- **EXERCISE DATA**:
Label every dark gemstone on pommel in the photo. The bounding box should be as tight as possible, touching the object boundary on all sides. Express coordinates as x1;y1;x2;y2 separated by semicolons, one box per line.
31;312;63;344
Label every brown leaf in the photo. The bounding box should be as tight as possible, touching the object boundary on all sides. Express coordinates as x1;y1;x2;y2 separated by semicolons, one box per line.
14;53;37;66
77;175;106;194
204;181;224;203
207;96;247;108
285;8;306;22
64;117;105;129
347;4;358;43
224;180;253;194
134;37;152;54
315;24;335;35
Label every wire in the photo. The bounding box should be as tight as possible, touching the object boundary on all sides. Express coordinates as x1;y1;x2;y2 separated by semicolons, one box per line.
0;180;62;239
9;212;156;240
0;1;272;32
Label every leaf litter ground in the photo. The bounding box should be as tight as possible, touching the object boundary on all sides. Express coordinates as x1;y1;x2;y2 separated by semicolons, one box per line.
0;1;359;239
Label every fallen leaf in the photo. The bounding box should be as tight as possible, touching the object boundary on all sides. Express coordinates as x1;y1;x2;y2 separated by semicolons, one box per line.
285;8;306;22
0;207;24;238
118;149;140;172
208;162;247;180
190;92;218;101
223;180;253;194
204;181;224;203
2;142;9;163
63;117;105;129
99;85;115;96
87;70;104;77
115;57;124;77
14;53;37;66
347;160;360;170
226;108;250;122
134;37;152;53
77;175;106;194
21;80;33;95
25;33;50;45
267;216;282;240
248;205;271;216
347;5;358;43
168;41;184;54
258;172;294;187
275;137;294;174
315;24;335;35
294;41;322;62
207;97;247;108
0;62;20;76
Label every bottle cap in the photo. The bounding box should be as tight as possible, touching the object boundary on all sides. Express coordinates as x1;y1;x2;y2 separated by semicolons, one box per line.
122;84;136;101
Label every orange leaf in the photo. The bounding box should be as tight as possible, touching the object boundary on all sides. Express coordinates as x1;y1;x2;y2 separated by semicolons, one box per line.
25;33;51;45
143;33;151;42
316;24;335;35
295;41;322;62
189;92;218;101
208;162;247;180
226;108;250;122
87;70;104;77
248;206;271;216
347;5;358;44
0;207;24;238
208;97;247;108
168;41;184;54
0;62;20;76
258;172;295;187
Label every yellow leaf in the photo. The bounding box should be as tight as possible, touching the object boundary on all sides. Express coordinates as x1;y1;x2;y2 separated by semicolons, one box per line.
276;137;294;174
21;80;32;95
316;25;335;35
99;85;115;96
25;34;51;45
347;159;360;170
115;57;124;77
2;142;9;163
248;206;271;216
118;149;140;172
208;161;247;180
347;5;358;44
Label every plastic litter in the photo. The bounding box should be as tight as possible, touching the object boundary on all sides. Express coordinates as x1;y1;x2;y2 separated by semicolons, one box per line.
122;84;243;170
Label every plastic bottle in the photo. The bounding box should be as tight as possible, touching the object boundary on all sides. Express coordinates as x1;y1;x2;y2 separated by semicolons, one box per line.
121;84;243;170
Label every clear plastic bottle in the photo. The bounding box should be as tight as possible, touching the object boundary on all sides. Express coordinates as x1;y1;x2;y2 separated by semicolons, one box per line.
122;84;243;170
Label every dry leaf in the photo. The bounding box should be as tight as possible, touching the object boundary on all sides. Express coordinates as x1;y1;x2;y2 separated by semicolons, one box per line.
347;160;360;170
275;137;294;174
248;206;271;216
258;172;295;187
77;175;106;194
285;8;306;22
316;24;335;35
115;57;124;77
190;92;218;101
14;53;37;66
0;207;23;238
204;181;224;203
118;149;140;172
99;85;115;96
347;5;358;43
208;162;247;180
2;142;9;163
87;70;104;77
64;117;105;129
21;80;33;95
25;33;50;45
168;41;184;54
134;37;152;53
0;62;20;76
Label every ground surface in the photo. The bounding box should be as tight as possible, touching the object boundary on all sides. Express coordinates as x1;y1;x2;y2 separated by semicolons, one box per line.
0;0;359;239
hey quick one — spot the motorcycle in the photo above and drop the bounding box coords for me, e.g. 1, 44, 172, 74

- **PROBLEM**: Retype the entries word for word.

- **RESULT**:
Label every dark gemstone on pommel in the photo. The bounding box should be as tight as possible, touching the object boundary on all sides. Express coordinates as x1;y1;x2;y2 separated by semicolons, one box per line.
31;312;63;344
Label every brown leaf in the photo. The bounding box should be as tight as possible, touching the object boundary on all sides. Express coordinates as x1;y1;x2;y2 separated by semicolons, one box per line.
14;53;37;66
77;175;106;194
204;181;224;203
207;96;247;108
285;8;306;22
64;117;105;129
347;4;358;43
224;180;253;194
134;37;152;54
315;24;335;35
Label every wire in the photo. The bounding box should be as tight as possible, touching the object boundary on all sides. Express coordinates as x1;y1;x2;y2 separated by semicolons, one box per line.
0;180;62;239
9;212;156;240
0;1;272;32
Label every leaf litter ground in the photo. The bounding box should be as tight as possible, touching the object boundary on all sides. Express coordinates as x1;y1;x2;y2 separated by semicolons, one box per line.
0;1;359;239
Label every fallen leaf in the photo. The bounding box should be as tight as possible, touching the object boundary on all sides. Express coordinates as x1;y1;x2;y2 separated by semicolons, one box per line.
285;8;306;22
0;207;24;238
118;149;140;172
208;162;247;180
190;92;218;101
223;180;253;194
204;181;224;203
2;142;9;163
63;117;105;129
99;85;115;96
87;70;104;77
115;57;124;77
14;53;37;66
347;160;360;170
226;108;250;122
134;37;152;53
77;175;106;194
21;80;33;95
25;33;50;45
267;216;282;240
248;205;271;216
347;5;358;43
168;41;184;54
258;172;294;187
275;137;294;174
315;24;335;35
294;41;322;62
207;97;247;108
0;62;20;76
Label every bottle cap in the photo. The bounding box should be as tight as possible, touching the object boundary on all sides. Express coordinates as x1;y1;x2;y2 separated by semicolons, one box per line.
122;84;136;101
Label every orange leaf in the photo. The bounding box should be as tight as possible, touching the object boundary on all sides. Express coordinates as x1;y1;x2;y2 separated by semicolons, one box per line.
25;33;51;45
143;33;151;42
316;24;335;35
295;41;322;62
189;92;218;101
208;162;247;180
226;108;250;122
87;70;104;77
248;206;271;216
347;5;358;44
0;207;24;238
208;97;247;108
168;41;184;54
0;62;20;76
258;172;295;187
Label every yellow leaf in the photo. The bounding box should be as tight as possible, touching the object boundary on all sides. Express coordinates as x1;y1;x2;y2 separated by semicolons, one box per line.
276;137;294;174
21;80;32;95
316;25;335;35
99;85;115;96
25;34;51;45
347;159;360;170
115;57;124;77
2;142;9;163
248;206;271;216
118;149;140;172
208;161;247;180
347;5;358;44
Label every plastic litter in the photo. The bounding box should be as tight as possible, touching the object boundary on all sides. Express coordinates as x1;y1;x2;y2 separated by semicolons, one box per line.
122;84;243;170
Label every plastic bottle in the photo. The bounding box should be as tight as possible, touching the object boundary on all sides. Express coordinates as x1;y1;x2;y2 separated by semicolons, one box per line.
121;84;243;170
Label every clear plastic bottle in the photo. The bounding box should be as tight as possible, touching the object boundary on all sides. Express coordinates as x1;y1;x2;y2 separated by semicolons, one box per line.
122;84;243;170
Label every dry leaf in the photo. The bounding box should be as tight as possible, touching the object boundary on all sides. Express coordinates as x1;y1;x2;y2 separated by semicolons, one box per line.
347;160;360;170
275;137;294;174
248;206;271;216
258;172;295;187
77;175;106;194
285;8;306;22
316;24;335;35
115;57;124;77
190;92;218;101
14;53;37;66
0;207;23;238
204;181;224;203
118;149;140;172
99;85;115;96
347;5;358;43
208;162;247;180
2;142;9;163
87;70;104;77
64;117;105;129
21;80;33;95
25;33;50;45
168;41;184;54
134;37;152;53
0;62;20;76
Label every ground surface in the photo. The bounding box should be as tight as possible, touching the object boundary on all sides. Express coordinates as x1;y1;x2;y2 separated by semicolons, one box per line.
0;0;359;239
hey quick one — spot the motorcycle in the photo above and drop the bounding box coords for me, e.g. 1, 44, 172, 74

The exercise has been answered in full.